## [Your objective]
Rewrite all of the lines below, swapping "component" for "system" and leaving everything else the same. Leave the pictures out.

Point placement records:
---

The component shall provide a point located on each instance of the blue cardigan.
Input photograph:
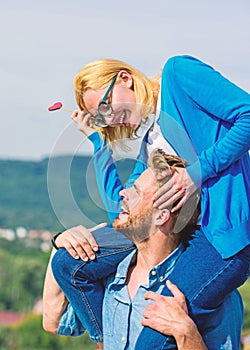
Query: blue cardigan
(206, 119)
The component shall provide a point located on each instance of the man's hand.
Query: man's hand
(168, 315)
(79, 242)
(179, 186)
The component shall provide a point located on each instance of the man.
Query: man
(146, 270)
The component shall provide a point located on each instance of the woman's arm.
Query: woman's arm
(220, 99)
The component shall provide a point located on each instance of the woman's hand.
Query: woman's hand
(84, 122)
(179, 186)
(79, 242)
(166, 314)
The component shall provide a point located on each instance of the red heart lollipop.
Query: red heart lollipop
(55, 106)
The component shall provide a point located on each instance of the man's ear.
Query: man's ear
(125, 78)
(162, 216)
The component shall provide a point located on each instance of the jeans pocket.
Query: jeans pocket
(110, 312)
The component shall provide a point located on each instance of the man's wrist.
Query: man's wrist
(53, 240)
(188, 337)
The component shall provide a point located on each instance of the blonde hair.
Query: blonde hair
(98, 74)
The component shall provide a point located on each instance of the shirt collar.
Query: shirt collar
(156, 274)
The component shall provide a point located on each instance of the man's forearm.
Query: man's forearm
(189, 338)
(54, 301)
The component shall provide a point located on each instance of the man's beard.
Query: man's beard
(137, 227)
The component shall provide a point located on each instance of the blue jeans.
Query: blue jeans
(200, 273)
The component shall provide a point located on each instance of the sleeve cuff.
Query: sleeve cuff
(95, 138)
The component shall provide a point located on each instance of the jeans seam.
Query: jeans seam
(85, 300)
(191, 301)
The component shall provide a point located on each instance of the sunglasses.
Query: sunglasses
(104, 108)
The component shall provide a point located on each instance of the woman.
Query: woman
(204, 118)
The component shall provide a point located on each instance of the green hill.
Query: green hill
(26, 188)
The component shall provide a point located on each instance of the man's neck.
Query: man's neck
(150, 253)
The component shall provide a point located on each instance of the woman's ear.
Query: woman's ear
(125, 78)
(162, 216)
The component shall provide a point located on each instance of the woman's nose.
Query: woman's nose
(123, 194)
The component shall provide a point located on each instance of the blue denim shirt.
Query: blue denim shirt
(121, 316)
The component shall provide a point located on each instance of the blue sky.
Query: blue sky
(44, 44)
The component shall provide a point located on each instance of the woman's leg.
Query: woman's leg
(205, 279)
(81, 282)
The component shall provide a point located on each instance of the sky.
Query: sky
(45, 43)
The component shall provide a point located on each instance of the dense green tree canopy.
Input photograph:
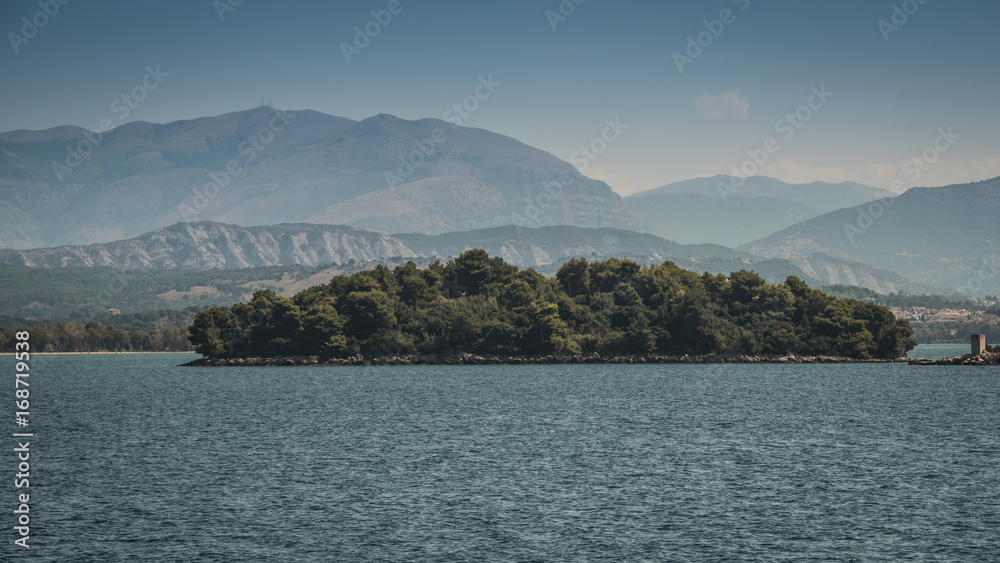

---

## [Result below]
The system shall provide a point located on each instance of the blue cardigan.
Input photograph:
Query: blue cardigan
(206, 119)
The system shall provide a point located on each instance of the man's hand.
Query: man's hand
(168, 315)
(79, 242)
(179, 186)
The system shall provide a point located on each instance of the man.
Query: man
(146, 270)
The system shall provide a point located on each instance of the woman's arm.
Query: woman's arm
(220, 99)
The system shall provide a point located on each instance of the woman's hand.
Query: woman's hand
(84, 122)
(179, 186)
(79, 242)
(166, 314)
The system shall provide a point located on each instance of the red heart lollipop.
Query: red heart lollipop
(55, 106)
The system shall provide a point located on each instance of the man's ear.
Query: man's ear
(125, 78)
(162, 216)
The system shall provide a point located on each instance of the jeans pocket.
Query: jeans pocket
(110, 312)
The system shall provide a point located on each instance of the man's wrist.
Query: man's wrist
(53, 240)
(188, 337)
The system shall provide a point located on each instance of the blonde hair.
Query: blonde hair
(98, 74)
The system shall provide a point located on each instance of the shirt collar.
Query: shirt collar
(156, 274)
The system shall provide a point located on each instance of the man's forearm.
Query: man's forearm
(189, 338)
(54, 301)
The system shall provide a point located on each instance of the man's beard.
Query: man's beard
(137, 227)
The system shall provide a point located on each instance of the blue jeans.
Query: blue jeans
(200, 273)
The system shall provide a point located on each instance of the sleeve cuff.
Query: sleeve cuff
(95, 138)
The system shall provide a point located on each instance of the jeans seam.
Query: jeans seam
(85, 300)
(191, 301)
The system shall provide a point located on each instance of the sunglasses.
Query: sunglasses
(104, 108)
The system shall provide a point located on each instance of the woman.
Query: woman
(204, 118)
The system shall provide a point located on each instance of the green hill.
Query: green hill
(26, 188)
The system shall provide a point located on each instance of the man's neck.
Query: man's neck
(150, 253)
The system shall provide a point located on each instance of the woman's ear.
Query: woman's ear
(125, 78)
(162, 216)
The system shall provide a point located on each instance of the woman's nose.
Query: woman's nose
(123, 194)
The system shall provide a point located on each instance of the blue denim shirt.
Query: blue denim shirt
(121, 316)
The system shall provide a point located on each instance of the blue sky.
Query: blue sky
(44, 44)
The system shall provide a point located on each instance of the woman's leg.
Query: woman's leg
(205, 279)
(81, 282)
The system shall provide a point located on each instance of the sky.
Query: sky
(45, 43)
The system shall provide a point located on each instance of the dense green tree canopy.
Input photograph:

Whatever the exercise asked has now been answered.